What you need to do –
State how many lines in the rows below contain the word "mouth", giving only the number.

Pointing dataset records

+++

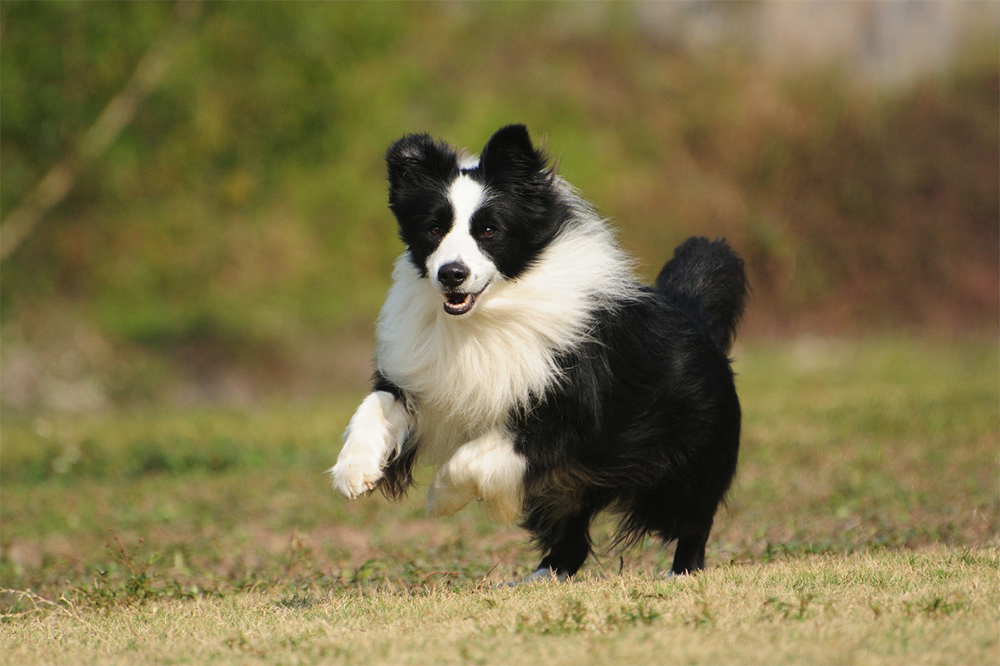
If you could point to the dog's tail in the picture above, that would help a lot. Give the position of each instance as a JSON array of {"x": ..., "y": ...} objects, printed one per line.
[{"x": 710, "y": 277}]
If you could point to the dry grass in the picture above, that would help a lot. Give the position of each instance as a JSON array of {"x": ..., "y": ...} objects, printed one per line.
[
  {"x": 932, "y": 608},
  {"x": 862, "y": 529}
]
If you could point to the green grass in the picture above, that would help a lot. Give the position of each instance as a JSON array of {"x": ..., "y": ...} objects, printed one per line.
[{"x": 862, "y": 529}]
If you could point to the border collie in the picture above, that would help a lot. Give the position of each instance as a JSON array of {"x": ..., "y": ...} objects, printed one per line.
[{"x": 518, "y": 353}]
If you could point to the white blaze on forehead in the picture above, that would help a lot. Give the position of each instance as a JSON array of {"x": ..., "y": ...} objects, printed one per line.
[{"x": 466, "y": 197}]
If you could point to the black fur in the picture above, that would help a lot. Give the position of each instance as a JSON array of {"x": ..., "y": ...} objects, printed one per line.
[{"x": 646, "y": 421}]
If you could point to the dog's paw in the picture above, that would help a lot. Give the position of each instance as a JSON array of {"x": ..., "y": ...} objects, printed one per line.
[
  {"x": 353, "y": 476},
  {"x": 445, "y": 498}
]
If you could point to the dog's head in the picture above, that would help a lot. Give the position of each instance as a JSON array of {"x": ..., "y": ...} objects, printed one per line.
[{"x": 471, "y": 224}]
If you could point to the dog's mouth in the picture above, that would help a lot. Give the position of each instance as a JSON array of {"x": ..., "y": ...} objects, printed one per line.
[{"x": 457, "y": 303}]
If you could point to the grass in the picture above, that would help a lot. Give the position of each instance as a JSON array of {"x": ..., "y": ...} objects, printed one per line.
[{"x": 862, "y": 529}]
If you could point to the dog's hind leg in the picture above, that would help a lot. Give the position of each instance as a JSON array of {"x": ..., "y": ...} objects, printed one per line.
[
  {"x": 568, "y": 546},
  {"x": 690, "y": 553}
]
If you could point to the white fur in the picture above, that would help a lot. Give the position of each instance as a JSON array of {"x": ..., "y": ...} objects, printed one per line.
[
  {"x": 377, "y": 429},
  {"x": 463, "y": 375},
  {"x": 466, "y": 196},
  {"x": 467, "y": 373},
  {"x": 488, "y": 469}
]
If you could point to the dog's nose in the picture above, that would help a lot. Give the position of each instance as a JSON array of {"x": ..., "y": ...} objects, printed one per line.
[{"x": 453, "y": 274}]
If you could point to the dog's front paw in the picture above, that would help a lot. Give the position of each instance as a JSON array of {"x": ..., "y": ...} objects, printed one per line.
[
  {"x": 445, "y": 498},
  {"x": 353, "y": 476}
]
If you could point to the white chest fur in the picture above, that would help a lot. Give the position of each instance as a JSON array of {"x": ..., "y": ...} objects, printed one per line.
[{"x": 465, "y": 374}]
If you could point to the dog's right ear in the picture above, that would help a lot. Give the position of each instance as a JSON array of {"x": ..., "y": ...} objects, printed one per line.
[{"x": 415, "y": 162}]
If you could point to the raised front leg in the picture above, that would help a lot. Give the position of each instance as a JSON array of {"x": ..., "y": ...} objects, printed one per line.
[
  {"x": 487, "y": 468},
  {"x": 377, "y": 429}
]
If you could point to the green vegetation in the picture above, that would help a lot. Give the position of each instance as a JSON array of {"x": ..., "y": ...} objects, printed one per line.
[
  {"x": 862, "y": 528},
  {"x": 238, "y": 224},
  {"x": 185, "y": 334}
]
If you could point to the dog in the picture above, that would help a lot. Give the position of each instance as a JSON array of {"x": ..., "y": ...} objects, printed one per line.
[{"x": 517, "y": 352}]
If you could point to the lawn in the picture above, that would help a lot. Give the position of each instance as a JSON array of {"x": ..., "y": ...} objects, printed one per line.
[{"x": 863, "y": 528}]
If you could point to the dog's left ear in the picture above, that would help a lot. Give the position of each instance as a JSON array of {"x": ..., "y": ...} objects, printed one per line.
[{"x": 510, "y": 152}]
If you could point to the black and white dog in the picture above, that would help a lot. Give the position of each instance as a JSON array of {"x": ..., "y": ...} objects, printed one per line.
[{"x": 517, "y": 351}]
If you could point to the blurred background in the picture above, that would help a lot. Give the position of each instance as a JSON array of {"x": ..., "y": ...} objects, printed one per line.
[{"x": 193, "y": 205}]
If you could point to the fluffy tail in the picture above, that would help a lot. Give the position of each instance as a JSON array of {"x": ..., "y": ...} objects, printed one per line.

+++

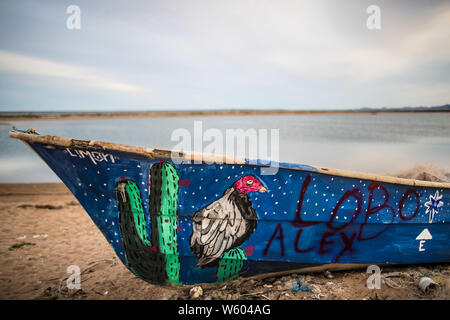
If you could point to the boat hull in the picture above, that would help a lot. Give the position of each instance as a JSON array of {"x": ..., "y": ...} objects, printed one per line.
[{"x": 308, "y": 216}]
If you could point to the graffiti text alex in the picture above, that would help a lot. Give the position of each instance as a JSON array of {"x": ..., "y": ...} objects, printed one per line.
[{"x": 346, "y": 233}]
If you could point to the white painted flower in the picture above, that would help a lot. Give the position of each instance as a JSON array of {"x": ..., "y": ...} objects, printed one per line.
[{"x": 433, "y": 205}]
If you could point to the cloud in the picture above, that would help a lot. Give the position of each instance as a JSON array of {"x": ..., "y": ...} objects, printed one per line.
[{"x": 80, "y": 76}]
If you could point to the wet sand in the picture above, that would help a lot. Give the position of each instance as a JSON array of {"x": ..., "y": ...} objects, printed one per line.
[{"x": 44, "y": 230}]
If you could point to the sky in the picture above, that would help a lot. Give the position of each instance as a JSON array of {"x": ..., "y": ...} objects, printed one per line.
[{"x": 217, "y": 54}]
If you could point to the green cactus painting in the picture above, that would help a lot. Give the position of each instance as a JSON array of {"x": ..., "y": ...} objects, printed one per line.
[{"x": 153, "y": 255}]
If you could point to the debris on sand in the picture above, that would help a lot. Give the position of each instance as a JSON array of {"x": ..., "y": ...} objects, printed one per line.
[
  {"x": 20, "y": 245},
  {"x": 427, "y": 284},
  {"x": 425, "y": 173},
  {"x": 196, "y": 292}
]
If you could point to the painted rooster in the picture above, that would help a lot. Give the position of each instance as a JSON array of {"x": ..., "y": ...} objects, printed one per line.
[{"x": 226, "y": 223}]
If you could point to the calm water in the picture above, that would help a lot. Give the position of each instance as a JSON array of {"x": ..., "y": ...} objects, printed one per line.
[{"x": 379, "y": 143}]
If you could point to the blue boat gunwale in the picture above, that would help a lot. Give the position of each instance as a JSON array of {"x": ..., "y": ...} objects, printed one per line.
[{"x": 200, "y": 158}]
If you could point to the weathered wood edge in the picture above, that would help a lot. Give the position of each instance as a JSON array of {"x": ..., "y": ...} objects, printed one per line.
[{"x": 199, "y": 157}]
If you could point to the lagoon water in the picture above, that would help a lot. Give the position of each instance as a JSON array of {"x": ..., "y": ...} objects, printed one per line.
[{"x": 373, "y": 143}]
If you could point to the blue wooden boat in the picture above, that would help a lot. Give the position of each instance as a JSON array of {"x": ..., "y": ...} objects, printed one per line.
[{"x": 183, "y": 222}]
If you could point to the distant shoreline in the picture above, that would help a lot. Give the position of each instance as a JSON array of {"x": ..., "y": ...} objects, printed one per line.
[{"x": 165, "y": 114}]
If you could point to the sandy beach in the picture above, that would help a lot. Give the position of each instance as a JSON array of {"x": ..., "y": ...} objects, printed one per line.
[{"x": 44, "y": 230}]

+++

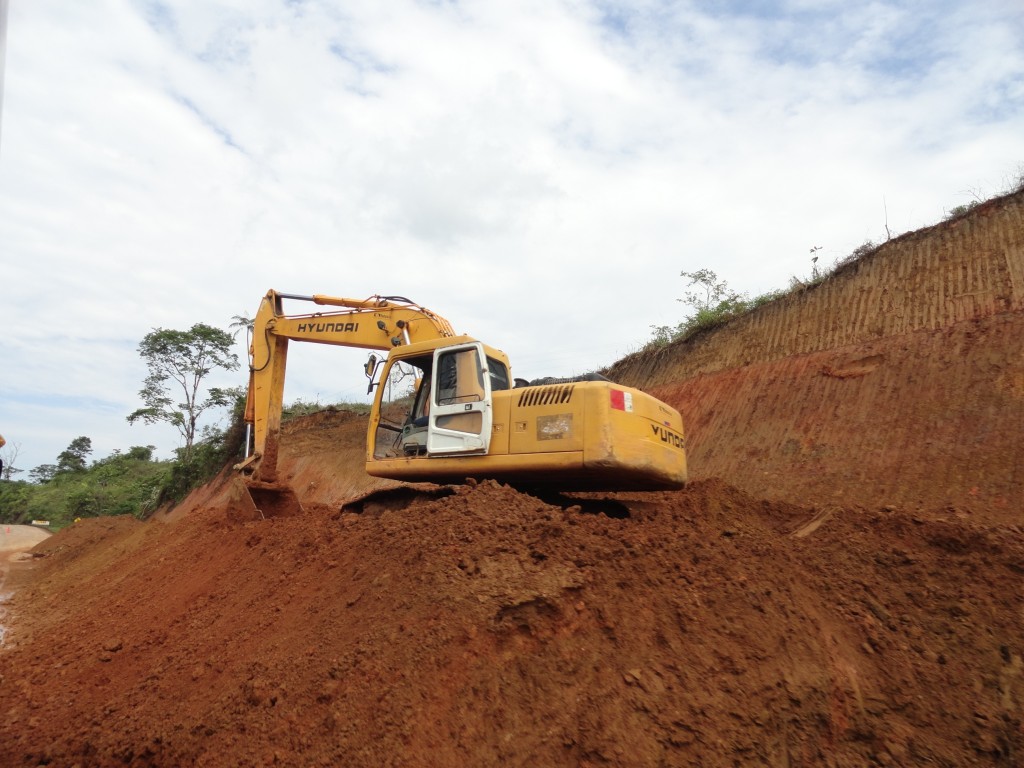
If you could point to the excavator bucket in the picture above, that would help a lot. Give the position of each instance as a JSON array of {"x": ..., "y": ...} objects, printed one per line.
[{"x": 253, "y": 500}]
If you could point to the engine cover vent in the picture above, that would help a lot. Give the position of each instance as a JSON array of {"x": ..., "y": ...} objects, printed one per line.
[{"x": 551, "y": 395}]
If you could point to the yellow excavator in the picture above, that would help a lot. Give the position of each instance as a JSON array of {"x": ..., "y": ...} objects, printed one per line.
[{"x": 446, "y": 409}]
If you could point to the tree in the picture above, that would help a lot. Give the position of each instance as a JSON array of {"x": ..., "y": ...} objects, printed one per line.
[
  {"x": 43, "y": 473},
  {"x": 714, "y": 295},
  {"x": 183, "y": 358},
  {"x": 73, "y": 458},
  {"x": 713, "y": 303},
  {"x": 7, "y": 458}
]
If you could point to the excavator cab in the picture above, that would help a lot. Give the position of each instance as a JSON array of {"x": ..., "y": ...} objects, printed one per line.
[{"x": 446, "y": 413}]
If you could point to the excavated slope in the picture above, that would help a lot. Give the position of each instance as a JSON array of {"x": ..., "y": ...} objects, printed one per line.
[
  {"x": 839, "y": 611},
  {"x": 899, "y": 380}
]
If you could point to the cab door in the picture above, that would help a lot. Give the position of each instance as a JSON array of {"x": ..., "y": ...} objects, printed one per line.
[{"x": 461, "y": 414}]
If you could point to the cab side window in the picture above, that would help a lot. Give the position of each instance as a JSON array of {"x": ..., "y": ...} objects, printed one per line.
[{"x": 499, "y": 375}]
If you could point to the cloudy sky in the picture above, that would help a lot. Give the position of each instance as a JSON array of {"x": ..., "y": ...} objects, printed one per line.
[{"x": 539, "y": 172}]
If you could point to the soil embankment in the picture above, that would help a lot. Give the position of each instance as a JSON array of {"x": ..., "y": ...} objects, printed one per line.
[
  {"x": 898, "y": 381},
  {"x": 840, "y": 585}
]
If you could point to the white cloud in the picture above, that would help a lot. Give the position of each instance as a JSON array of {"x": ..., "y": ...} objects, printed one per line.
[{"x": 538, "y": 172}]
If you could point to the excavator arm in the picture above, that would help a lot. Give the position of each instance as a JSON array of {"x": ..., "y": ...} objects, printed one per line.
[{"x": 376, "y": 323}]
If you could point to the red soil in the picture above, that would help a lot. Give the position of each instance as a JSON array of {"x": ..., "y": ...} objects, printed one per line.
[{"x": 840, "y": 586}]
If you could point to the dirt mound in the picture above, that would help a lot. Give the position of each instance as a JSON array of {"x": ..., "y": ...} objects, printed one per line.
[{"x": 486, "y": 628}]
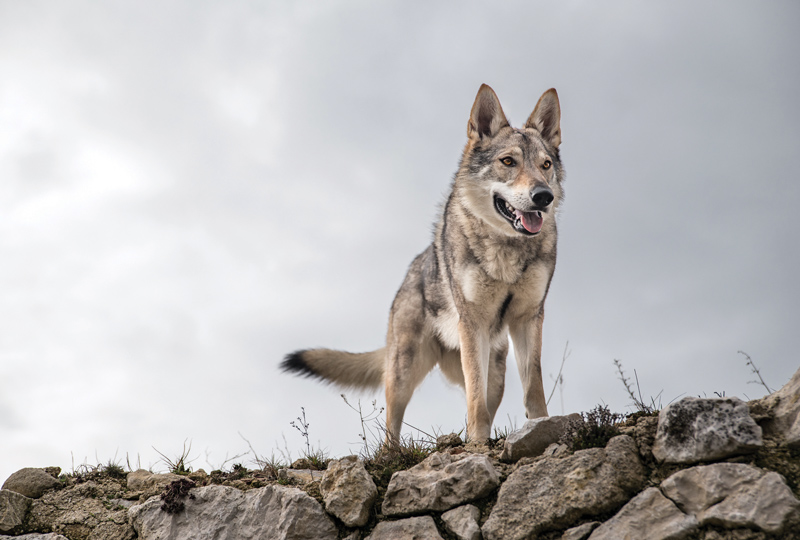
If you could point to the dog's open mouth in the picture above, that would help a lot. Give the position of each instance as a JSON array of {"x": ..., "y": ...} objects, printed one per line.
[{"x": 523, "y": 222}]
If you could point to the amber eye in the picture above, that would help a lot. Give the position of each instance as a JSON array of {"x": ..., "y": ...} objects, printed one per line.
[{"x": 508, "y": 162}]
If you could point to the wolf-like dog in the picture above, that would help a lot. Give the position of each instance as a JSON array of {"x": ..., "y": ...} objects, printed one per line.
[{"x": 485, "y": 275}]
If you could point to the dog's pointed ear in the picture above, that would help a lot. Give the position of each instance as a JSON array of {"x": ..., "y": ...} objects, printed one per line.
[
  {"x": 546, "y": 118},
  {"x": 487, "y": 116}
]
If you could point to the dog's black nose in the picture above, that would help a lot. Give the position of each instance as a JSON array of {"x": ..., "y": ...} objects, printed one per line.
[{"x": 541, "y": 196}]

+++

The completed task –
2